▶ **EXERCISE**
Copy each line from the data that has the word "asphalt" in it.

▶ **EXCERPTED RECORDS**
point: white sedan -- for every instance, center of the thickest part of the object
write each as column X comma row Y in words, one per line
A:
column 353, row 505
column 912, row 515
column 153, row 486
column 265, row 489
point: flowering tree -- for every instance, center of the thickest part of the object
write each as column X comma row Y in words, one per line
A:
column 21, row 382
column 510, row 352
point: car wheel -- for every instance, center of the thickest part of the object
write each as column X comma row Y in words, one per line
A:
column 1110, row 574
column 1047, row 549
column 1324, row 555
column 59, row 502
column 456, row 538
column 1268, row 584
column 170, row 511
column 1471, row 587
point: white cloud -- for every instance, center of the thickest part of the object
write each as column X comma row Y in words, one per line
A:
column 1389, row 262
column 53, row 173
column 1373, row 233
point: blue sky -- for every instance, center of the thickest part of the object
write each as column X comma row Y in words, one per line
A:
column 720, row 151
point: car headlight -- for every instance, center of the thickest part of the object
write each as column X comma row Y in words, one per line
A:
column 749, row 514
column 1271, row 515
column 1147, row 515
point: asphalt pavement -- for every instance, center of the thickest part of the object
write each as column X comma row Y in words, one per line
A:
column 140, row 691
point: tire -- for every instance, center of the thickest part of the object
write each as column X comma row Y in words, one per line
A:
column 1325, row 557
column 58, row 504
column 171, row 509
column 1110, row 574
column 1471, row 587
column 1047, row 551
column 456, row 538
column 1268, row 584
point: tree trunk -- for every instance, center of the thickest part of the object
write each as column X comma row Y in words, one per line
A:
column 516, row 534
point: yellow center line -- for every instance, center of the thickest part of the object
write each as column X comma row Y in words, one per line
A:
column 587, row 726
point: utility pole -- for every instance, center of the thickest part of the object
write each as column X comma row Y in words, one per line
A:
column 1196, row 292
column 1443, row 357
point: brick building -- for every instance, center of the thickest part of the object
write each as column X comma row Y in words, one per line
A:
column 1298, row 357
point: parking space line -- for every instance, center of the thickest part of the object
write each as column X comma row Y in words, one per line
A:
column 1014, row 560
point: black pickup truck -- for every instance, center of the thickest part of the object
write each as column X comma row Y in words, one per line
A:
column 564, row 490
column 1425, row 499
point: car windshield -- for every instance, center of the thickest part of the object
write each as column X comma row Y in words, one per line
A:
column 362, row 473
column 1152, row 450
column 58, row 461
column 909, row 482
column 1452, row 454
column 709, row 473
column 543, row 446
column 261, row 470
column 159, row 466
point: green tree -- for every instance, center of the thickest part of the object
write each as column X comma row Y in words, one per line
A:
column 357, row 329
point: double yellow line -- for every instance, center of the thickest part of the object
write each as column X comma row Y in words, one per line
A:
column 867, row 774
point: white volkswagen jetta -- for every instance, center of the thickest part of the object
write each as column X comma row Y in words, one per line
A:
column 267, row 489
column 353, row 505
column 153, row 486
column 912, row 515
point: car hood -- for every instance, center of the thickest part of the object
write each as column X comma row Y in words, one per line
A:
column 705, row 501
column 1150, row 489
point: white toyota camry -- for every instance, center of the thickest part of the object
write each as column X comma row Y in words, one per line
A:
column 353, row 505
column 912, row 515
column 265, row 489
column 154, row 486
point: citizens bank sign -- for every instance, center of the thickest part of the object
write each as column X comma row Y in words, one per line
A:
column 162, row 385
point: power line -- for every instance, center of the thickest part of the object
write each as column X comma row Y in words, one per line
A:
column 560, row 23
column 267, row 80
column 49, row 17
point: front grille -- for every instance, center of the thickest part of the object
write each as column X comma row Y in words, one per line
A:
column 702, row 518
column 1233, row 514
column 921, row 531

--

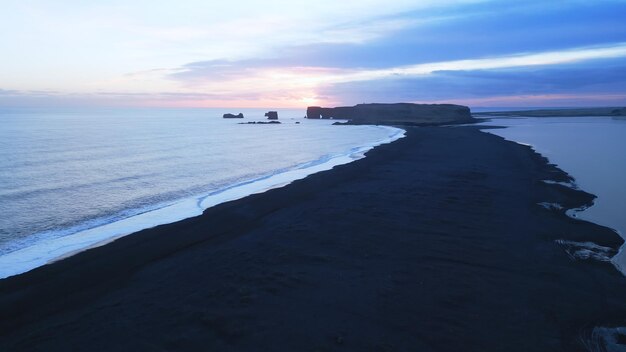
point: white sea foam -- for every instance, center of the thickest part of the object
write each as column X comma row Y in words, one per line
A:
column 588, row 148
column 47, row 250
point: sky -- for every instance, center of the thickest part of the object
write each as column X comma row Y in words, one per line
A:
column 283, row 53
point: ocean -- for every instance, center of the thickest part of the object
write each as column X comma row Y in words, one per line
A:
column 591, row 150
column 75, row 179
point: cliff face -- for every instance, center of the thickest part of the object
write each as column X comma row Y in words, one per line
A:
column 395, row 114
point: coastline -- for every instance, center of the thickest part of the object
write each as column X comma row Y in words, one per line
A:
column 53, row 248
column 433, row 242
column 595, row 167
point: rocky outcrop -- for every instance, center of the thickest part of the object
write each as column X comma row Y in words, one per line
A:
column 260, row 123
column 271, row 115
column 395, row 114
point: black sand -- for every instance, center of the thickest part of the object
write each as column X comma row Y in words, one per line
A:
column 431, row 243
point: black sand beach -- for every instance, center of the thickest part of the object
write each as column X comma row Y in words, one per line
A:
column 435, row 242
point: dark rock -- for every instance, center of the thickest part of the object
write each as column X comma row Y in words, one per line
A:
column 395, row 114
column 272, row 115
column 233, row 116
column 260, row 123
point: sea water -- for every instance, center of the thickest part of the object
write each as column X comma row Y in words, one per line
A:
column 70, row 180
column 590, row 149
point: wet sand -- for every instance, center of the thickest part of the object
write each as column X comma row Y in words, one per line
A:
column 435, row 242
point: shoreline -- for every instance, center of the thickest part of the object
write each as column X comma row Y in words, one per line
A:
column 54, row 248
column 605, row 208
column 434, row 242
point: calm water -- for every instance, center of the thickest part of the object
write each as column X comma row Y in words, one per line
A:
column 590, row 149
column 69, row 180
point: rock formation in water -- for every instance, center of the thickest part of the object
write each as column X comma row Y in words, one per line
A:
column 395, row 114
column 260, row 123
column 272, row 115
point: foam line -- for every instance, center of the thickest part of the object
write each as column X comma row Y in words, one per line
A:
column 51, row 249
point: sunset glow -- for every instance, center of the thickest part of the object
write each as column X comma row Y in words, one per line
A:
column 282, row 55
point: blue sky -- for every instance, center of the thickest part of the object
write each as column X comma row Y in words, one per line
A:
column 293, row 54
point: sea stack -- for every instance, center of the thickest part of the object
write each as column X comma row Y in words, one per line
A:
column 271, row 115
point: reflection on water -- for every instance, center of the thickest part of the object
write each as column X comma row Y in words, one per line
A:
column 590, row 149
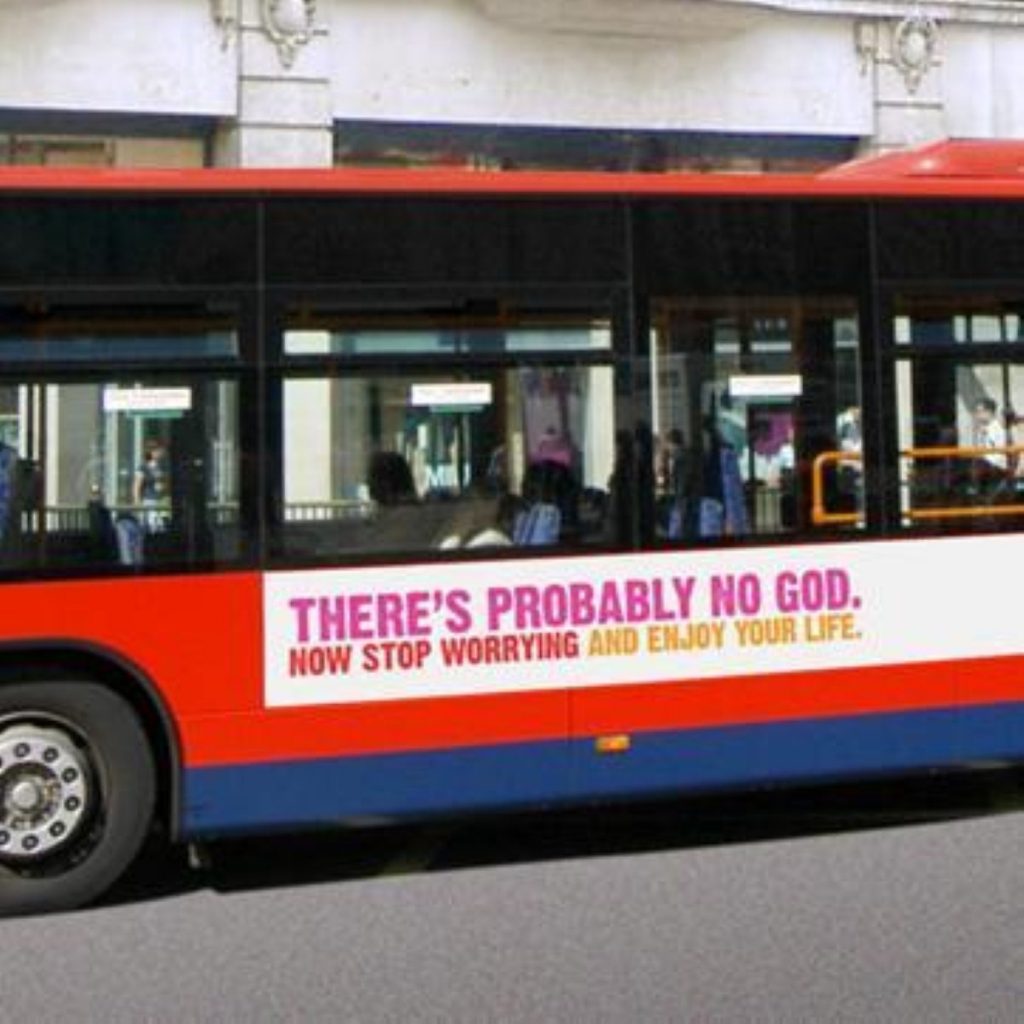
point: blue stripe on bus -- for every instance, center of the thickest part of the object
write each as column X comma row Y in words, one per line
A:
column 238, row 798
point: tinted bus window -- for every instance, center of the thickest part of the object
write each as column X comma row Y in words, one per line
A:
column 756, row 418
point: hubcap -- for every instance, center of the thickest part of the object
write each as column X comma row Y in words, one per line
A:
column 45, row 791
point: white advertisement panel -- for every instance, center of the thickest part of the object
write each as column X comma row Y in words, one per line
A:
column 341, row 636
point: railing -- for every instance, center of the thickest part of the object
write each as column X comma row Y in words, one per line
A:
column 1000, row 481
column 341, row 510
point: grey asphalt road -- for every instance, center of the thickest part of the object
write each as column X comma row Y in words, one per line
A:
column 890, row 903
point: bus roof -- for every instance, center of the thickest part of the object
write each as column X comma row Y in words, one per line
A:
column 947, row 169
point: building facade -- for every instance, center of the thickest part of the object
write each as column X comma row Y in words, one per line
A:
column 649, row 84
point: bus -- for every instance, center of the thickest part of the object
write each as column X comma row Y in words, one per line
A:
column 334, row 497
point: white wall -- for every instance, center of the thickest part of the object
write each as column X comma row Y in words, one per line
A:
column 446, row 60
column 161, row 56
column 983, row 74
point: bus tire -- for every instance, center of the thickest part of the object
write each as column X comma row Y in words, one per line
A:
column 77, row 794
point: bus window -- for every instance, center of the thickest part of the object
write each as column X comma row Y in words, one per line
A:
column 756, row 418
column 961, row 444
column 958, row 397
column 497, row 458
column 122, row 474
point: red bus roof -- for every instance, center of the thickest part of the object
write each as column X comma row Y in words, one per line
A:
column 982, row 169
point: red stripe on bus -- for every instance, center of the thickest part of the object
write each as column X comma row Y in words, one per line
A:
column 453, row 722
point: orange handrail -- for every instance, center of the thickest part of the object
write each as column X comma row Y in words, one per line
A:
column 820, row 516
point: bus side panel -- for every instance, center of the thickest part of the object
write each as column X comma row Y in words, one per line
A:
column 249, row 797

---

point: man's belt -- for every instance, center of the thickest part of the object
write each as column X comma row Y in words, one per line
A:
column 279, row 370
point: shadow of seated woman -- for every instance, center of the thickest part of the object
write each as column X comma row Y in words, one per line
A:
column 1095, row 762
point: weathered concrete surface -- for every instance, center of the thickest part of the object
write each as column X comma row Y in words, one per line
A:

▶ **RESULT OF THE TASK**
point: asphalt pavement -- for every instance, center of the thickest part of the object
point: grey asphalt road -- for every instance, center of the thickest part of the object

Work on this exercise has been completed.